*Material provided*
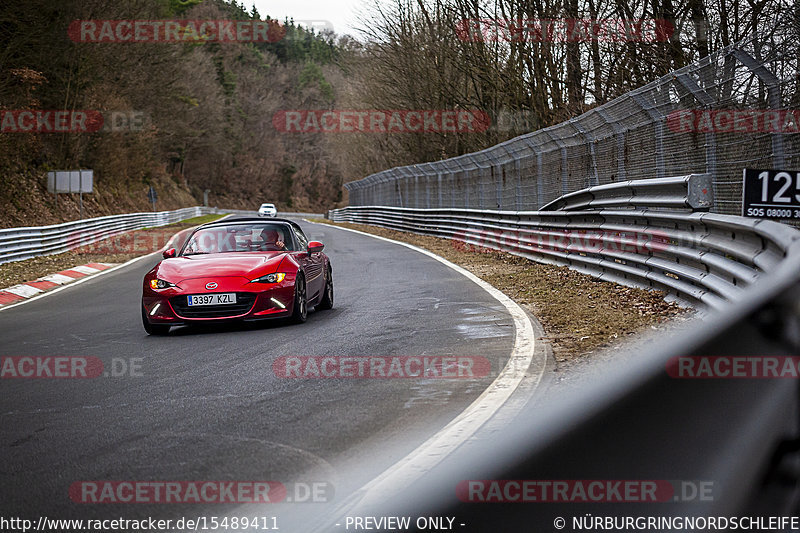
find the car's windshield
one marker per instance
(245, 237)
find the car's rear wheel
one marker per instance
(327, 297)
(300, 311)
(153, 329)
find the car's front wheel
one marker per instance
(327, 297)
(153, 329)
(300, 311)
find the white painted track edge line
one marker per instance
(473, 417)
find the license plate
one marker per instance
(213, 299)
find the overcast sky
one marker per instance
(340, 14)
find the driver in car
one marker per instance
(271, 241)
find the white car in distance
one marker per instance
(267, 210)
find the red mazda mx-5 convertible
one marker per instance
(245, 269)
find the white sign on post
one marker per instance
(70, 181)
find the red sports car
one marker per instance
(245, 269)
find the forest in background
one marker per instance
(207, 108)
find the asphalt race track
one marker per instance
(204, 404)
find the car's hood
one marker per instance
(247, 264)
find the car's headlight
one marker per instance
(277, 277)
(160, 284)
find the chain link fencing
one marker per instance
(734, 109)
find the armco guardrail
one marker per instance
(17, 244)
(694, 192)
(703, 259)
(254, 213)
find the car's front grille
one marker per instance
(244, 302)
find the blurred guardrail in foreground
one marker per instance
(254, 213)
(17, 244)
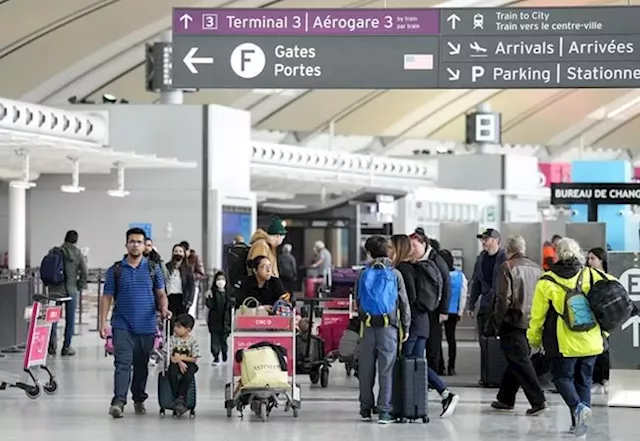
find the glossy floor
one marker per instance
(79, 411)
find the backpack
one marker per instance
(429, 284)
(577, 311)
(52, 268)
(378, 291)
(117, 271)
(610, 303)
(237, 258)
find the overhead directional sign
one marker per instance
(501, 48)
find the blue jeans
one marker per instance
(378, 345)
(69, 322)
(573, 379)
(131, 351)
(416, 347)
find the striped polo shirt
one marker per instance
(135, 301)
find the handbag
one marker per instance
(256, 310)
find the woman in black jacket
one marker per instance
(261, 285)
(219, 303)
(180, 282)
(402, 261)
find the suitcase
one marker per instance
(493, 363)
(166, 397)
(410, 390)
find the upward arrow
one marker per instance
(635, 323)
(453, 19)
(186, 19)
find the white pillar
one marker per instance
(17, 227)
(170, 96)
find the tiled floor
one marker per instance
(79, 411)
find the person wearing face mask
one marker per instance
(180, 282)
(219, 303)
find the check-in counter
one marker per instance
(14, 297)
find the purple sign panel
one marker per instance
(197, 21)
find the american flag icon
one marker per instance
(418, 62)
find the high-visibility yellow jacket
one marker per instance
(546, 311)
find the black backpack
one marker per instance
(237, 258)
(429, 284)
(610, 302)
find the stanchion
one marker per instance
(97, 328)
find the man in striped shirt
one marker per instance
(136, 285)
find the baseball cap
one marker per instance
(489, 232)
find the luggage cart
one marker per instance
(41, 315)
(245, 332)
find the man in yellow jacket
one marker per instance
(265, 243)
(572, 353)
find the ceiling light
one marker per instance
(22, 184)
(72, 189)
(118, 193)
(107, 98)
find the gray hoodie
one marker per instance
(403, 300)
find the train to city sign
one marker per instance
(477, 48)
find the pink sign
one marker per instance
(243, 342)
(554, 173)
(38, 345)
(271, 322)
(336, 304)
(330, 318)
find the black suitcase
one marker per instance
(166, 397)
(493, 363)
(410, 390)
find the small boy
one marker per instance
(383, 309)
(185, 352)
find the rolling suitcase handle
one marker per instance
(166, 335)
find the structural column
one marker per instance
(17, 227)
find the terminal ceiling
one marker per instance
(51, 50)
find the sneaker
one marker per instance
(139, 408)
(365, 415)
(180, 407)
(583, 415)
(385, 418)
(497, 405)
(116, 410)
(449, 405)
(68, 352)
(537, 409)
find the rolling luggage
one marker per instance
(492, 362)
(410, 390)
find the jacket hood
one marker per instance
(71, 252)
(566, 269)
(260, 234)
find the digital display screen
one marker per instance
(236, 221)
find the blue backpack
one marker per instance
(378, 292)
(52, 268)
(577, 310)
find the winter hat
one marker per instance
(276, 226)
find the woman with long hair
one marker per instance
(180, 282)
(597, 259)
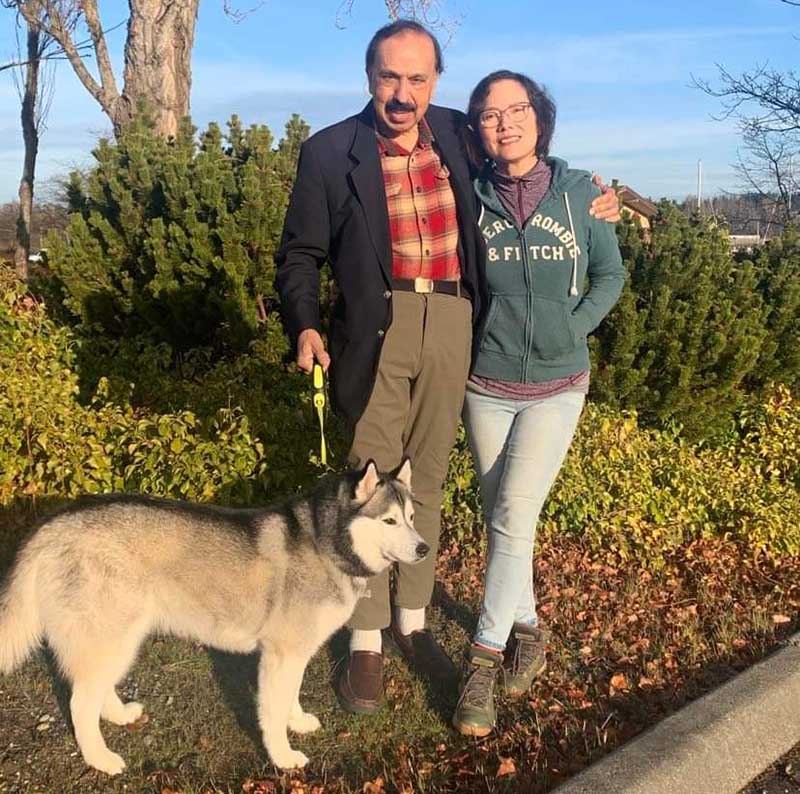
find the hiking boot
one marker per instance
(475, 714)
(360, 686)
(423, 653)
(524, 658)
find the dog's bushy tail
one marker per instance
(20, 626)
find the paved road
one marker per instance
(783, 777)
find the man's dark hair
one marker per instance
(542, 103)
(395, 29)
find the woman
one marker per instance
(531, 366)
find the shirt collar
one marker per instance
(390, 148)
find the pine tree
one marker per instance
(688, 329)
(778, 267)
(174, 240)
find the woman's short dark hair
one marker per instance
(395, 29)
(542, 103)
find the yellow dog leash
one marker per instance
(319, 399)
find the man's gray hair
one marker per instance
(396, 28)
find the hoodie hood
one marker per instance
(563, 179)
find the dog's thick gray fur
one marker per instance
(95, 580)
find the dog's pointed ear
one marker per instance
(403, 473)
(368, 482)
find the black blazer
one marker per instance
(337, 212)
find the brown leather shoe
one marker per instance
(423, 653)
(360, 686)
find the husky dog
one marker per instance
(95, 580)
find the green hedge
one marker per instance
(640, 492)
(243, 431)
(53, 446)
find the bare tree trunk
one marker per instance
(158, 55)
(30, 135)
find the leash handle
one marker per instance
(319, 401)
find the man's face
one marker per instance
(402, 81)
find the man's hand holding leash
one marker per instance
(311, 348)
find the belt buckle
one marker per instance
(424, 285)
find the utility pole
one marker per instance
(699, 187)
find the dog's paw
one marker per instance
(106, 761)
(304, 723)
(123, 713)
(132, 712)
(291, 759)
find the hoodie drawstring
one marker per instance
(573, 290)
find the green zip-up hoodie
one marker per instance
(540, 311)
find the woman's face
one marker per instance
(508, 128)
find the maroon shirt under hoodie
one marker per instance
(521, 195)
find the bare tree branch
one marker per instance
(98, 38)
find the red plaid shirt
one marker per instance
(422, 209)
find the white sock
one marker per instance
(365, 640)
(409, 620)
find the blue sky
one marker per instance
(620, 74)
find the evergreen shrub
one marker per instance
(174, 240)
(688, 330)
(641, 492)
(53, 446)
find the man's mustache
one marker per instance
(400, 107)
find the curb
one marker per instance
(716, 744)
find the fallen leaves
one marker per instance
(507, 767)
(618, 683)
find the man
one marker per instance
(386, 197)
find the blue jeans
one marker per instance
(518, 447)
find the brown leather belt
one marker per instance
(427, 285)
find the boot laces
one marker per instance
(524, 654)
(479, 687)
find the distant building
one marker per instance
(745, 242)
(638, 208)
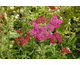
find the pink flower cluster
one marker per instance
(21, 39)
(2, 14)
(64, 50)
(54, 20)
(38, 20)
(56, 37)
(42, 32)
(39, 32)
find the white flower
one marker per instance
(12, 7)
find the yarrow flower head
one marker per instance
(0, 16)
(54, 20)
(19, 31)
(38, 20)
(64, 50)
(22, 40)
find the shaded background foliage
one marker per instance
(19, 17)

*Exercise*
Your copy should consist only of the lines from the line holding "find the dog's paw" through the final line of the listing above, both included, with all pictures omitted.

*Solution to this problem*
find the dog's paw
one marker per instance
(106, 761)
(304, 723)
(123, 713)
(132, 712)
(291, 759)
find the hoodie drawstring
one marker per instance
(573, 290)
find the green zip-up hoodie
one marker per instance
(540, 311)
find the woman's face
one marker per instance
(508, 128)
find the maroon shirt under hoodie
one marker per instance
(521, 195)
find the bare tree branch
one marker per instance
(98, 38)
find the red plaid shirt
one marker per instance
(422, 209)
find the white sock
one marker per instance
(365, 640)
(409, 620)
find the blue sky
one marker per instance
(620, 74)
find the evergreen shrub
one marker per instance
(174, 240)
(688, 330)
(641, 492)
(53, 446)
find the man's mustache
one marker per instance
(400, 107)
find the curb
one marker per instance
(716, 744)
find the fallen leaves
one marker per instance
(507, 767)
(618, 683)
find the man
one marker per instance
(386, 197)
find the blue jeans
one marker per instance
(518, 447)
find the brown leather belt
one marker per instance
(427, 285)
find the boot laces
one marker per instance
(524, 654)
(479, 687)
find the distant building
one marker per instance
(745, 242)
(638, 208)
find the pink flower cluster
one marker per instance
(21, 39)
(2, 14)
(64, 50)
(54, 20)
(38, 20)
(56, 37)
(42, 32)
(39, 32)
find the white flower
one marker per instance
(12, 7)
find the yarrow flower head
one marker per instance
(0, 16)
(54, 20)
(19, 31)
(38, 20)
(64, 50)
(22, 40)
find the shaded background foliage
one marker per instance
(19, 17)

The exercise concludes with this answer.